Throughout all of the material below, rename "instance" to "occurrence" and reproduce every other part unchanged.

──────────────────────────────

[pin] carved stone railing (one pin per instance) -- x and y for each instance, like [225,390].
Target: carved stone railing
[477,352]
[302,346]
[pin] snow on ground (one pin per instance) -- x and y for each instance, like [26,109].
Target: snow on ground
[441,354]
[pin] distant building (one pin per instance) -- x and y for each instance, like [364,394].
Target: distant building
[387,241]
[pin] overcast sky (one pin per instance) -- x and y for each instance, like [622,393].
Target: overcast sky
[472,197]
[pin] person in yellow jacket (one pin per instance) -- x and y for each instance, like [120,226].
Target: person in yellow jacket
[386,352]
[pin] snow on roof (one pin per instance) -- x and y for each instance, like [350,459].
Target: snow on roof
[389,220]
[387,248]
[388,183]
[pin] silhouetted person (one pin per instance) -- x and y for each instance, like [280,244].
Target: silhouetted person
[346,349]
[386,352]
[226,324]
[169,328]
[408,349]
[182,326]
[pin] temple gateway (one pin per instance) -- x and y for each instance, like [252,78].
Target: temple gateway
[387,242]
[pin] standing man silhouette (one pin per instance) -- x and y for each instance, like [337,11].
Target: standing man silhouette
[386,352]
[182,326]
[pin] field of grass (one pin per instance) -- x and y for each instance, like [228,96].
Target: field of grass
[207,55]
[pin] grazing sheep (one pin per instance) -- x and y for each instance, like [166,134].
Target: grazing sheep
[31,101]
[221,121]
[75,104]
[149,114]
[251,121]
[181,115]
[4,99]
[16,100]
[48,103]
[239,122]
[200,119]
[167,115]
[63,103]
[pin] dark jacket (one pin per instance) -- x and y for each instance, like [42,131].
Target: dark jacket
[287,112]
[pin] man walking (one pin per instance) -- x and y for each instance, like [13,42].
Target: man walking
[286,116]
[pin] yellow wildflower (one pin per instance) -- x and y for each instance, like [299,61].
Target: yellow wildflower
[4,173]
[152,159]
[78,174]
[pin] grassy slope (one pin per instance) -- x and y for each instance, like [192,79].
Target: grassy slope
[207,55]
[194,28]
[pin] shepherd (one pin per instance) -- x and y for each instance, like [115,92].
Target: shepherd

──────────────────────────────

## Output below
[pin] carved stone railing (one pin per occurrence) -- x and y for each occurrence, like [225,390].
Target: carved stone railing
[477,352]
[302,346]
[pin] snow on ground (one pin per occurrence) -- x and y for each occurrence, like [26,109].
Target: snow on ground
[441,354]
[pin] distant building (one pin per occurrence) -- x and y for each occurrence, like [364,394].
Target: distant building
[387,241]
[pin] overcast sky (one pin per occurrence) -- x and y for each occurrence, like [622,393].
Target: overcast sky
[472,197]
[pin] person in yellow jacket (one pin per occurrence) -- x and y for each occurrence, like [120,226].
Target: person in yellow jacket
[386,352]
[pin] snow on roof (one pin per occurrence) -- x and y for each occurrence, like [350,459].
Target: snow on roof
[389,220]
[387,248]
[388,183]
[pin] silhouetted person (one pin per occurrence) -- x and y for each occurrence, like [280,244].
Target: silhouetted person
[346,349]
[386,352]
[226,324]
[169,328]
[408,349]
[182,326]
[pin] temple gateway (one pin per occurrence) -- x and y for each occurrence, like [252,78].
Target: temple gateway
[387,242]
[pin] standing man silhouette (one pin per occurrence) -- x and y for each occurrence, like [337,11].
Target: standing man silhouette
[386,352]
[182,326]
[pin] field of grass (one pin per occurrence) -- x and y for each occurrence, like [228,96].
Target: field of grass
[207,55]
[pin] grazing sheep (one pin per occurrence) -- x and y for each occurrence, like [166,134].
Target: grazing sheep
[31,101]
[221,121]
[75,104]
[149,114]
[251,121]
[181,115]
[4,99]
[16,100]
[48,103]
[239,122]
[200,119]
[167,115]
[63,103]
[pin] dark jacket (one pin per occurrence) -- x and y for each occurrence, like [42,131].
Target: dark jacket
[287,112]
[pin] man walking (one pin per occurrence) -- x and y for each occurrence, like [13,42].
Target: man walking
[286,116]
[pin] yellow wildflower (one pin per occurrence) -- x and y for each occurrence, like [299,61].
Target: yellow wildflower
[4,173]
[152,159]
[78,174]
[pin] grassy slope (one pin per occurrence) -- x and y for each occurrence, like [192,79].
Target: grassy slope
[207,55]
[194,28]
[pin] shepherd (one pin per occurrence) -- x and y for each occurrence, like [115,92].
Target: shepherd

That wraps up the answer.